■ AIM OF THE EXERCISE:
Would it be possible to quote, exactly and in full, the lines from the one with "For the photo above, indicate every instance of the sand" through the end of the entries below?
○ ○ ○ ○ ○
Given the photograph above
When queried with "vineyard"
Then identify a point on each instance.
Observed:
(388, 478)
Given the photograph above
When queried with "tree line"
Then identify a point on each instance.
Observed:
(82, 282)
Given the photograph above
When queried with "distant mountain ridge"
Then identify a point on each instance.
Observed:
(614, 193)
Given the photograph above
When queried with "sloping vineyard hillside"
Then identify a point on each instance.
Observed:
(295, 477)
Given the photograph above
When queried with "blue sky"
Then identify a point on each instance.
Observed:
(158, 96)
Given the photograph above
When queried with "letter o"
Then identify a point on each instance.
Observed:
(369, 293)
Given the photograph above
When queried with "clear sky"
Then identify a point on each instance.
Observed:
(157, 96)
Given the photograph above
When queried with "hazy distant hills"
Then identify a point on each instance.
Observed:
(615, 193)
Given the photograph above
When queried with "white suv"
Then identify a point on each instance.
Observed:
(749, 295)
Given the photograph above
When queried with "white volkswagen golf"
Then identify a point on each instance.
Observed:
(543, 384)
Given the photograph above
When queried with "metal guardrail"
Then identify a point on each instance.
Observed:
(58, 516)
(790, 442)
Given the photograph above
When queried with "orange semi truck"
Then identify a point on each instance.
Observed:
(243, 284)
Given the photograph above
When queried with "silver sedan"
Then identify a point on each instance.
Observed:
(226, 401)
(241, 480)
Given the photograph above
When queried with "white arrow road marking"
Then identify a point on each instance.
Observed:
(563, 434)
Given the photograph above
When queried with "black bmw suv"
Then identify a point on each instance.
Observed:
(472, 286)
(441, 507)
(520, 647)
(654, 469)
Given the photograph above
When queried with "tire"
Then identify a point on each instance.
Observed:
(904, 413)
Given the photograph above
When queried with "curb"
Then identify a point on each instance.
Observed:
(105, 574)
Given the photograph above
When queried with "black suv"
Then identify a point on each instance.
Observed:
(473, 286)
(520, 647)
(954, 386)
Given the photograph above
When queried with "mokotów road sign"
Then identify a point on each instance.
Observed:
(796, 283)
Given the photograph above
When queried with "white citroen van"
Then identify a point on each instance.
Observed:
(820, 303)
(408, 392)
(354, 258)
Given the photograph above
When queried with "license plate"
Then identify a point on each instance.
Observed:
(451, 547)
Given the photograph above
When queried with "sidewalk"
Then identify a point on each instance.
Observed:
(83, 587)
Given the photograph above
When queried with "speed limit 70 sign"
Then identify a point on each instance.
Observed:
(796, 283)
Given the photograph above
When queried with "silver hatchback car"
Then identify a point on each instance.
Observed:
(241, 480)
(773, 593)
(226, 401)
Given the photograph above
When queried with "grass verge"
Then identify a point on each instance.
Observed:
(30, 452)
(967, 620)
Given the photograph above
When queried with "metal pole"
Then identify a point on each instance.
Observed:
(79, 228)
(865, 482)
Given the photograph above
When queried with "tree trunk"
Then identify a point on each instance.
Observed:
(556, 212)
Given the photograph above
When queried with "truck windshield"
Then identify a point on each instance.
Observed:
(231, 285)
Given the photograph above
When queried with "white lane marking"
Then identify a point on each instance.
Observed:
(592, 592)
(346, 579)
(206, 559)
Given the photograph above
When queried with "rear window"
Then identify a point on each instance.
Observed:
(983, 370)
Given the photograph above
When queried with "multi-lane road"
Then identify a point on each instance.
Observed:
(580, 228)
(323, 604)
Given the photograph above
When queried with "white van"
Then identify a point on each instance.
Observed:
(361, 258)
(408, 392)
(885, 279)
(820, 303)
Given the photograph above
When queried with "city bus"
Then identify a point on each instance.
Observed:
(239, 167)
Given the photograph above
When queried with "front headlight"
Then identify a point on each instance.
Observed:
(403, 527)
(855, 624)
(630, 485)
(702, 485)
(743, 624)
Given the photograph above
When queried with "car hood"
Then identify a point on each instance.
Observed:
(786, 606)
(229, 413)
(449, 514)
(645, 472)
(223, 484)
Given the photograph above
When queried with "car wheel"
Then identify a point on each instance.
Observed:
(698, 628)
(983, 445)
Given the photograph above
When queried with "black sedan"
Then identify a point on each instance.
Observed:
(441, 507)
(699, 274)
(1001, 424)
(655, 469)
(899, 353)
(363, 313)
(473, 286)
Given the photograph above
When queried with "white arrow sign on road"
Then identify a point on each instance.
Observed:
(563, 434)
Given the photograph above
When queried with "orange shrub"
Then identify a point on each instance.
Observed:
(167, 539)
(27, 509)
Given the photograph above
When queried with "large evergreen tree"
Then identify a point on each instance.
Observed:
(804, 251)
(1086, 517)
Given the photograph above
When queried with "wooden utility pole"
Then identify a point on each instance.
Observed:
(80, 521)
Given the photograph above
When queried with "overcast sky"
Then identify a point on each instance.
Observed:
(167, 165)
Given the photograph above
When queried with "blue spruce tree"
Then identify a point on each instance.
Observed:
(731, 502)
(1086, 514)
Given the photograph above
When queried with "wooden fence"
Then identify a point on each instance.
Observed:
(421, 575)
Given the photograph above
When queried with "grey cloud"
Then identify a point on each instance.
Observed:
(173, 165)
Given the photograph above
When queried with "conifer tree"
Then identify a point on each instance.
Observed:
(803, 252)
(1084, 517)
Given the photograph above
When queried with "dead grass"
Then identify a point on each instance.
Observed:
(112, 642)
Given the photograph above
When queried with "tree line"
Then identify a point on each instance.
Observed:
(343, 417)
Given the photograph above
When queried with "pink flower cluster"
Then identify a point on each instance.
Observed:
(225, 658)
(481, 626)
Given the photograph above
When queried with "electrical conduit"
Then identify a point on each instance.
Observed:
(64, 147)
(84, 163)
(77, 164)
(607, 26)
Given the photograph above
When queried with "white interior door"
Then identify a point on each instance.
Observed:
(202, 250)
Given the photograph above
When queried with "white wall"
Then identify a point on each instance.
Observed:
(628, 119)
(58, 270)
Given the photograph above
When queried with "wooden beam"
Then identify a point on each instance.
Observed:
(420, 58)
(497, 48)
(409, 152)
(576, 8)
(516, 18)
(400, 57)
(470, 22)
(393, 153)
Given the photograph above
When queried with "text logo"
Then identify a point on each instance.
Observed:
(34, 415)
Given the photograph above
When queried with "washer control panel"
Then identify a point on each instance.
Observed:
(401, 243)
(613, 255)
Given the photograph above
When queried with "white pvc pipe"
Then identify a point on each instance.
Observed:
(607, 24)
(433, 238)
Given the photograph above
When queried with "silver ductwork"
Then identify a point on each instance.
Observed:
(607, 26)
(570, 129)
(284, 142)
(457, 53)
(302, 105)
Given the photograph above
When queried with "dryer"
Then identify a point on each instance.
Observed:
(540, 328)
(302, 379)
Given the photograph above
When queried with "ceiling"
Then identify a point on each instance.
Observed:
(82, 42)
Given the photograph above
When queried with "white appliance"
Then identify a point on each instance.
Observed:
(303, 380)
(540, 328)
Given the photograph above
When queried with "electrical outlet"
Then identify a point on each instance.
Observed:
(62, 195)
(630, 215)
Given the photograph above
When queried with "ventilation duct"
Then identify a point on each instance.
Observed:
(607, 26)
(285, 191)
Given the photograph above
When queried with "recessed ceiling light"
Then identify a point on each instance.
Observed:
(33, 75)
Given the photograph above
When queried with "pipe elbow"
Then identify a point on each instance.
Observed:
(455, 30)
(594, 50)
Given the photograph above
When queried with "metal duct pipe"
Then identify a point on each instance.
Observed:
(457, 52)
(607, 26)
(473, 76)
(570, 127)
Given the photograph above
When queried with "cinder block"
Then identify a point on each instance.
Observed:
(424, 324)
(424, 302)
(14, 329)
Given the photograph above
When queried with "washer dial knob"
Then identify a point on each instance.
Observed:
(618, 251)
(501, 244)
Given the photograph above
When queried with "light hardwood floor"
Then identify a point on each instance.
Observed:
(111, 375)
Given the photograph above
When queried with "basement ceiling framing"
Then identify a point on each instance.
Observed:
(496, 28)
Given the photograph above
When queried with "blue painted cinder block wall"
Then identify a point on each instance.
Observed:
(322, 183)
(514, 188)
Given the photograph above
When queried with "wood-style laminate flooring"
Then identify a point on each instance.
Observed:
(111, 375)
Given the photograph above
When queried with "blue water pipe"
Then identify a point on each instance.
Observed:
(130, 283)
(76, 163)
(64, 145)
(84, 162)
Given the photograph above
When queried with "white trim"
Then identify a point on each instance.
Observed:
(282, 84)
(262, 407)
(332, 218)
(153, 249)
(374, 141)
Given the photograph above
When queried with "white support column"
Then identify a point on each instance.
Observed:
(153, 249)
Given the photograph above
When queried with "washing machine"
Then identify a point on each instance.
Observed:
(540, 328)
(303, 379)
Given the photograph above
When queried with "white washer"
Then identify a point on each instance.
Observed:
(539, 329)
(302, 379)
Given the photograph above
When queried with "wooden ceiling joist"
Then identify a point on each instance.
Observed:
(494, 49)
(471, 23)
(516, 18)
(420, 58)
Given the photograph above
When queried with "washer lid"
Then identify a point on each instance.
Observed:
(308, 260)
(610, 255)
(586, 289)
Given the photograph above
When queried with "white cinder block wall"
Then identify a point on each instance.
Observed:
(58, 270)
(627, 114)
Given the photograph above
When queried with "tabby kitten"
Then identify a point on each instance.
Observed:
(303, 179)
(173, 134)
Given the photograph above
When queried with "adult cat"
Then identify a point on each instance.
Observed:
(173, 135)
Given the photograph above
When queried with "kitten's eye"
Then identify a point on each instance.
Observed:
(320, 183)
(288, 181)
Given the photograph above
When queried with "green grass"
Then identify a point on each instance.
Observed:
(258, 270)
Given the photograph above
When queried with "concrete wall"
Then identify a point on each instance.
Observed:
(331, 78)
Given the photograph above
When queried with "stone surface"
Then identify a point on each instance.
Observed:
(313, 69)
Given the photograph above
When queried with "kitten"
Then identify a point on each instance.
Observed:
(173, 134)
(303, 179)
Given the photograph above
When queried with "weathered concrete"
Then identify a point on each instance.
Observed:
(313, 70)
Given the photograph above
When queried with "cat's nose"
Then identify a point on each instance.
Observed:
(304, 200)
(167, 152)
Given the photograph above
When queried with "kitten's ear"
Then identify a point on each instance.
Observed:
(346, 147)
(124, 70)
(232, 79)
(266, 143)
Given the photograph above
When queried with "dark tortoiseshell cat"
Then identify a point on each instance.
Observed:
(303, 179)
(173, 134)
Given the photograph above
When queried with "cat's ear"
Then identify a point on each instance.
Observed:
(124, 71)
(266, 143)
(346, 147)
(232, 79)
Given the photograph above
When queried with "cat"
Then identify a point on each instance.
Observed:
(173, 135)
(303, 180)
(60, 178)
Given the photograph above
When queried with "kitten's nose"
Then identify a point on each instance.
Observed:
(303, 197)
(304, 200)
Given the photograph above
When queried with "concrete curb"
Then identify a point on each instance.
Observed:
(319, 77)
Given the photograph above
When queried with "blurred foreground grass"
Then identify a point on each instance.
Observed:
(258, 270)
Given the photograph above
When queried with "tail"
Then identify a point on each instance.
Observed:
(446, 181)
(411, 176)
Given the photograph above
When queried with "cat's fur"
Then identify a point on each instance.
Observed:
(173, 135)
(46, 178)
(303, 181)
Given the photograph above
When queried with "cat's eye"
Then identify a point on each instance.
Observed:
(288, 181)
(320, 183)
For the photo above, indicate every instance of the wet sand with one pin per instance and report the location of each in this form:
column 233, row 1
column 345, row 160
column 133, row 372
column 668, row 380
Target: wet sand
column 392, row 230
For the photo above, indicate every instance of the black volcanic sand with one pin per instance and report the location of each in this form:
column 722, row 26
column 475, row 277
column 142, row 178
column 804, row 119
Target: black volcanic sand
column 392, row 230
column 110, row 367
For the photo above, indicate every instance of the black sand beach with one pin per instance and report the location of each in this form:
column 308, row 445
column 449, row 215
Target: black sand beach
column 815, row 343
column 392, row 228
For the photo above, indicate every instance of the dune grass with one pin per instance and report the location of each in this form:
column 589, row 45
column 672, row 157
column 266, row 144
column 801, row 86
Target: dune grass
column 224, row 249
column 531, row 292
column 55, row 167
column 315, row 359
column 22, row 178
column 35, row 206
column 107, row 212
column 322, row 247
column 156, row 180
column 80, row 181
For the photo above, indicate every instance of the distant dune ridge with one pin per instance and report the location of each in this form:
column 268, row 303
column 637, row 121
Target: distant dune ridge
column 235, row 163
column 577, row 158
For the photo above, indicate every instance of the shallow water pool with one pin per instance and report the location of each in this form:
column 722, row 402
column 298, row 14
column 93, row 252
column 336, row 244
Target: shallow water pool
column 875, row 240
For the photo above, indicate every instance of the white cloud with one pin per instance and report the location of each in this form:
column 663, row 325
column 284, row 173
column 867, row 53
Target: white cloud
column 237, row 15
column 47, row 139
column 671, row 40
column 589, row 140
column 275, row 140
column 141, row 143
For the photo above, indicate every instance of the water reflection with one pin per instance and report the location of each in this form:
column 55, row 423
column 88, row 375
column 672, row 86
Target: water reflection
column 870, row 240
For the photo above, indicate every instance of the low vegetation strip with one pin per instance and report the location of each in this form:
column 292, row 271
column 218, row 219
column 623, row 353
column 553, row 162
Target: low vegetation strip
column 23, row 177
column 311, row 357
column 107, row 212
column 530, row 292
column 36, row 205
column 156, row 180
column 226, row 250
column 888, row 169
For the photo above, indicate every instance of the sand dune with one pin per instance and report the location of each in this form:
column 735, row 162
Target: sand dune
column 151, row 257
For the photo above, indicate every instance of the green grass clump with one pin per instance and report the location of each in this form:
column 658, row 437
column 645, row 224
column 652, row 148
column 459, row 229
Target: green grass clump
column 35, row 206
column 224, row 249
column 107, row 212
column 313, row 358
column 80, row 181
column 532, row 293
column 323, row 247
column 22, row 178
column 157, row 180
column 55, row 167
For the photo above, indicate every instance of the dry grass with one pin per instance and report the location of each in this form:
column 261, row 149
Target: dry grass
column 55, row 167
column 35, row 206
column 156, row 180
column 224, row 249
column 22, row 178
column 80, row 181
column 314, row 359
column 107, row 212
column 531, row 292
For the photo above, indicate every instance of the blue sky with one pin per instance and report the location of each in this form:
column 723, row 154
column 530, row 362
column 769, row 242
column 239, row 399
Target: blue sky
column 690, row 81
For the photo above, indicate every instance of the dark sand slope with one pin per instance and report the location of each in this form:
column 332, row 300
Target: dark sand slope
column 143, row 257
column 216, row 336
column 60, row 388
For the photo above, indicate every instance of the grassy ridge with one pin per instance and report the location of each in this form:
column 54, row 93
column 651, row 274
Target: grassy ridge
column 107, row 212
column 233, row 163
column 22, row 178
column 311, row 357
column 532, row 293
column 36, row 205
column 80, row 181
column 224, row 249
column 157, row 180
○ ○ ○ ○ ○
■ RESULT FOR THIS EXERCISE:
For the photo above, indicate every instance of the sand dune with one pin per instance and report the location of each in this form:
column 735, row 162
Target: sand dune
column 151, row 257
For the photo above, indicate every instance of the green grass clump with one pin per instance and report the location of each in this form:
column 658, row 437
column 645, row 224
column 652, row 148
column 459, row 229
Target: green grass clump
column 35, row 206
column 224, row 249
column 107, row 212
column 313, row 358
column 80, row 181
column 532, row 293
column 323, row 247
column 22, row 178
column 157, row 180
column 55, row 167
For the photo above, indicate every instance of the dry grass with one pin per instance and report the location of each in this form:
column 261, row 149
Target: dry grass
column 55, row 167
column 35, row 206
column 156, row 180
column 224, row 249
column 22, row 178
column 80, row 181
column 314, row 359
column 107, row 212
column 531, row 292
For the photo above, indicate every instance of the blue sky with one pin per instance and report the location of each in this form:
column 723, row 154
column 530, row 362
column 769, row 242
column 239, row 399
Target: blue sky
column 690, row 81
For the photo above, indicate every instance of the dark sand slope with one pin per instance and report the location of each in this form:
column 332, row 300
Target: dark sand slope
column 143, row 257
column 216, row 336
column 60, row 388
For the photo above, indicate every instance of the grassy ridge with one pin per instance and report the location of each in this form:
column 54, row 93
column 651, row 274
Target: grassy ridge
column 107, row 212
column 233, row 163
column 22, row 178
column 311, row 357
column 532, row 293
column 36, row 205
column 80, row 181
column 224, row 249
column 157, row 180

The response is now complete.